The response should consist of every line below, restated exactly, with no pictures.

--- DATA SECTION Enclosed Below ---

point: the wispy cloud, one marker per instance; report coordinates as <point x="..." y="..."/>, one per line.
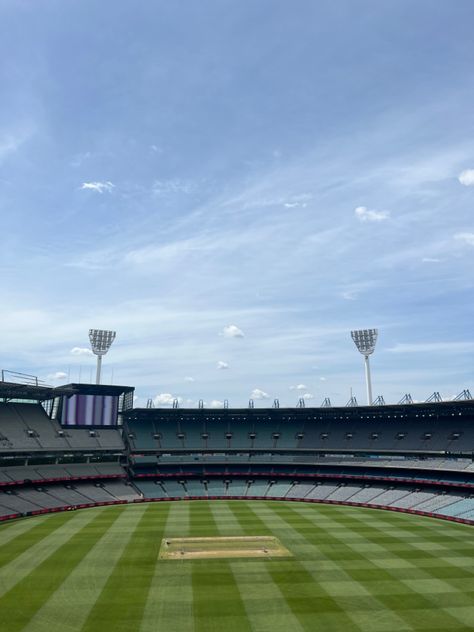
<point x="99" y="187"/>
<point x="466" y="177"/>
<point x="467" y="238"/>
<point x="433" y="347"/>
<point x="364" y="214"/>
<point x="232" y="331"/>
<point x="257" y="393"/>
<point x="57" y="376"/>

--- End of Enclosed DATA SECTION ---

FINISHED EXERCISE:
point: the wispy cloud, one marker per instance; report coordinates as <point x="..." y="..."/>, one per line.
<point x="99" y="187"/>
<point x="466" y="177"/>
<point x="467" y="238"/>
<point x="433" y="347"/>
<point x="364" y="214"/>
<point x="232" y="331"/>
<point x="257" y="393"/>
<point x="57" y="376"/>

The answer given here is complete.